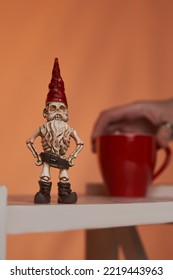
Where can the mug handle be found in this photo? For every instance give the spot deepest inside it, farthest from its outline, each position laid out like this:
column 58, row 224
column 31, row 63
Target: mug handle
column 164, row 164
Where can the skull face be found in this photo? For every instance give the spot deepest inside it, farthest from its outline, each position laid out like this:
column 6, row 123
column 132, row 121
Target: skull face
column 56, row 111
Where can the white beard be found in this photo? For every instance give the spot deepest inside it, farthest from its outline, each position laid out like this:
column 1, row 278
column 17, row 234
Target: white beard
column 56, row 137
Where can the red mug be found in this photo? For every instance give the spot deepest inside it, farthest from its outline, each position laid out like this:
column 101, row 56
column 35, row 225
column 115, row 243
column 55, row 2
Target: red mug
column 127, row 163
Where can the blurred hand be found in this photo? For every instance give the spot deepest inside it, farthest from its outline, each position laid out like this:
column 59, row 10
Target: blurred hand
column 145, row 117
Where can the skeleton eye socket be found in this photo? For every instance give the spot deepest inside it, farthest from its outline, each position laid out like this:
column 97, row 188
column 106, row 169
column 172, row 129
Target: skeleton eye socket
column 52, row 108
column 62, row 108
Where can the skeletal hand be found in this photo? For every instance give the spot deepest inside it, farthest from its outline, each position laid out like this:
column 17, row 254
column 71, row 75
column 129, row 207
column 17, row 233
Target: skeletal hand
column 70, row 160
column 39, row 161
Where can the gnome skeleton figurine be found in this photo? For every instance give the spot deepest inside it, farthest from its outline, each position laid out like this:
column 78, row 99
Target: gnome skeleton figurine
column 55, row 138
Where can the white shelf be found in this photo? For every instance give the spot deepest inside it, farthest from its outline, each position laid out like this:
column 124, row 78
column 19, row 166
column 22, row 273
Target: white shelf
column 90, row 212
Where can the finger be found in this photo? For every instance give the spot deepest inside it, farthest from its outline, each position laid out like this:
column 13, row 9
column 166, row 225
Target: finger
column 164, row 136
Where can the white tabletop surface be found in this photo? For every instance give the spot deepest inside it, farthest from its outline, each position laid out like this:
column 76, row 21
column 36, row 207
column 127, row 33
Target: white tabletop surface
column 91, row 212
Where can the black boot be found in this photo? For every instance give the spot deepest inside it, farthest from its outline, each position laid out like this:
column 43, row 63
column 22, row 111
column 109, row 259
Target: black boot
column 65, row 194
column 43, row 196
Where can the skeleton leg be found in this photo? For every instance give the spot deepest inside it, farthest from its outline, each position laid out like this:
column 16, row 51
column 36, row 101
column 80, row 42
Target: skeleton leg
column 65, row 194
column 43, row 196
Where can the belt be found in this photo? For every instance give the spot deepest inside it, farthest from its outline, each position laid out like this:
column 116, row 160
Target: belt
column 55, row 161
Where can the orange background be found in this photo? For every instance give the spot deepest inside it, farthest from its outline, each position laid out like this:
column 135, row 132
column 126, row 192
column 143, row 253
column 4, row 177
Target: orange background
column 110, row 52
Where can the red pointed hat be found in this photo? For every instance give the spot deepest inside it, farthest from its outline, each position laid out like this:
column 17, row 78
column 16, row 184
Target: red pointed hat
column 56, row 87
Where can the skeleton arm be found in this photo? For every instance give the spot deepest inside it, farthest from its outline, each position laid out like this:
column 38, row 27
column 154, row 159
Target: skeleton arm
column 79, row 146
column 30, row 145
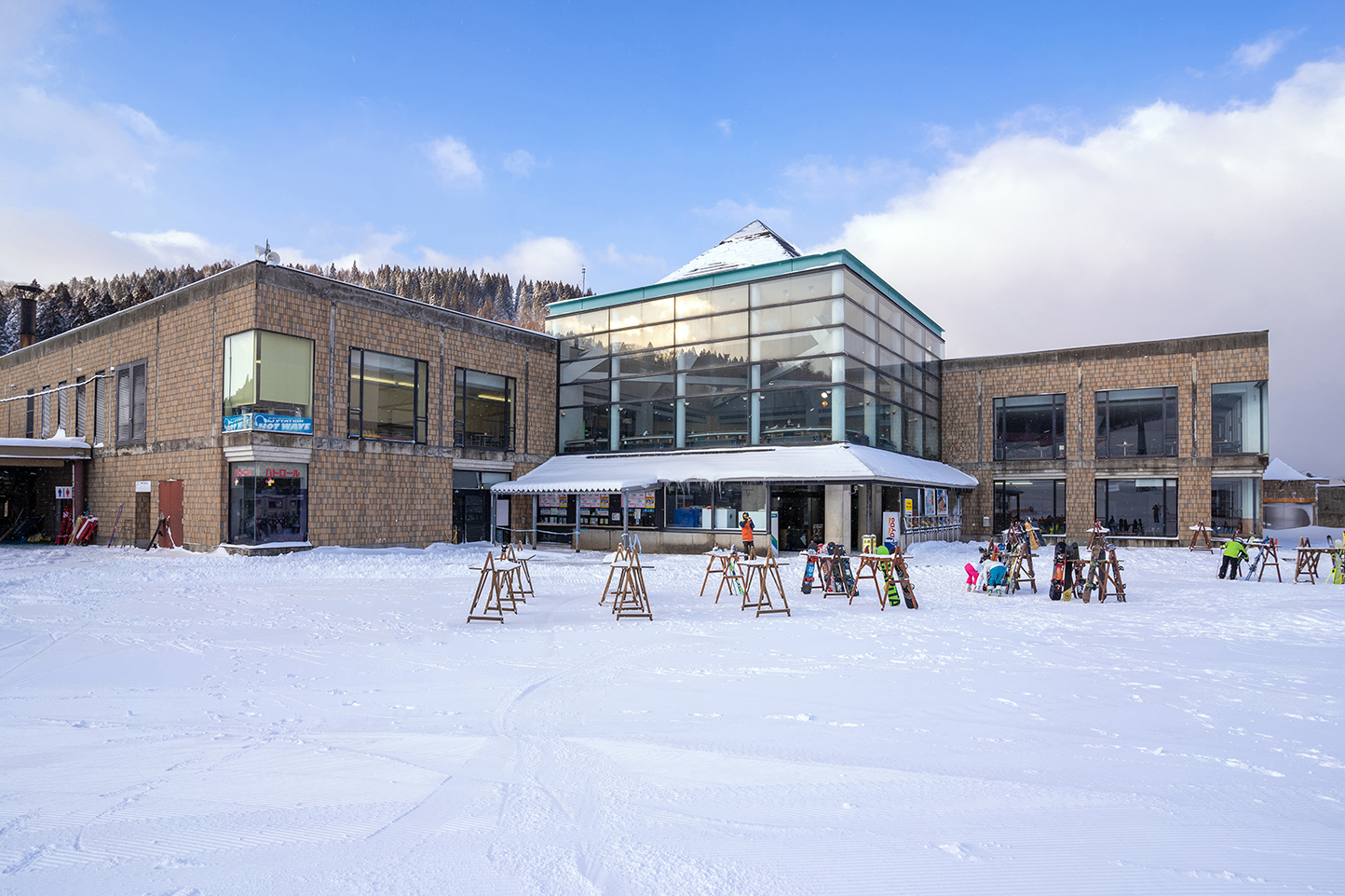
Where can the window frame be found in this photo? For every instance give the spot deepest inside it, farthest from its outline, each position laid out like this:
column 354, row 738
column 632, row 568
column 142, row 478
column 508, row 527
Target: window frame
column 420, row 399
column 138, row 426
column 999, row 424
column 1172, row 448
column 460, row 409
******************************
Please rewrite the material from the line containing "Where can the skeleton arm" through the end, swapping "skeleton arm" for "bony arm" and keeping everything else the same. Leave the pictures out of your answer.

Where can the bony arm be found in this photo? For every instance give the spot deepest inside it, farthest from its outline, each position laid out like this:
column 38, row 27
column 154, row 159
Target: bony arm
column 79, row 146
column 30, row 145
Where can the window frame be found in this photo? For every instance give the spot deepest inside it, farthest from its outline, each position laid out like this:
column 354, row 738
column 632, row 568
column 142, row 478
column 508, row 527
Target: window frame
column 420, row 399
column 138, row 426
column 999, row 424
column 1172, row 448
column 460, row 409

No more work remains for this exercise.